* begin Data shown *

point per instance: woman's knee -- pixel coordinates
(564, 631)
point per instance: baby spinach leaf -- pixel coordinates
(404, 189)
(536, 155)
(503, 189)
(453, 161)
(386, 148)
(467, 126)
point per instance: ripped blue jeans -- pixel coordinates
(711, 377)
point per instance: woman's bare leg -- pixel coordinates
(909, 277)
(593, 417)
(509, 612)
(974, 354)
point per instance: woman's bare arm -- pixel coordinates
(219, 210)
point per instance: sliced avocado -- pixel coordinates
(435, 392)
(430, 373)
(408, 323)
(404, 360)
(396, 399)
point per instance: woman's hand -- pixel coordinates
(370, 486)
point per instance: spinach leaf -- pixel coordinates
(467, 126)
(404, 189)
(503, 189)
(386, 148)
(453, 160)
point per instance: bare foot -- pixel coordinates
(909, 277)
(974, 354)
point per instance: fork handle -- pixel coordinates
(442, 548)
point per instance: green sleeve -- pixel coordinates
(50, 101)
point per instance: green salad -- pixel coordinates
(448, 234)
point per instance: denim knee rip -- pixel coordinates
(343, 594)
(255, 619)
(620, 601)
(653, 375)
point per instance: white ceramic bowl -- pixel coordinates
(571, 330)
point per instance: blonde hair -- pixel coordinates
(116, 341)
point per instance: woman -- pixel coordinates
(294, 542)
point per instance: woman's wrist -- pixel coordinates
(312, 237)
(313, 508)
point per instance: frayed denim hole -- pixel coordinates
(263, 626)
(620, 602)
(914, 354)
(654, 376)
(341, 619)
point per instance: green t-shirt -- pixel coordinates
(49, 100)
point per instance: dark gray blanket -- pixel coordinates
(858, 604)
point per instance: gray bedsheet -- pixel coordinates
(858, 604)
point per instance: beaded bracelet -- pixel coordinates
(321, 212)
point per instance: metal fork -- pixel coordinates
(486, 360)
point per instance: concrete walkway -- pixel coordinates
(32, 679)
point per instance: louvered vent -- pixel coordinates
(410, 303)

* end Data shown *

### Task details
Copy the records from the line containing "point per instance: denim" through the end of the records, replacing "gray" with "charcoal" and leaving everything else unchanged.

### Final answer
point per instance: denim knee rip -- pixel coordinates
(343, 594)
(255, 619)
(620, 601)
(653, 375)
point per instance: white ceramic bowl -- pixel coordinates
(571, 330)
point per instance: blonde hair -- pixel coordinates
(116, 341)
point per instance: woman -- pixel coordinates
(294, 542)
point per instance: woman's wrist -- pixel coordinates
(312, 237)
(313, 508)
point per instance: frayed denim hole -- pixel coordinates
(263, 626)
(620, 602)
(914, 354)
(654, 376)
(341, 619)
point per instance: green t-shirt -- pixel coordinates
(49, 100)
point per instance: dark charcoal blanket -- pixel coordinates
(858, 604)
point per instance: charcoal bedsheet -- pixel coordinates
(858, 604)
point per instance: beaded bracelet -- pixel coordinates
(321, 212)
point per instance: metal fork -- pixel coordinates
(486, 360)
point per instance: concrete walkway -- pixel coordinates
(32, 679)
point per instance: louvered vent -- pixel coordinates
(410, 303)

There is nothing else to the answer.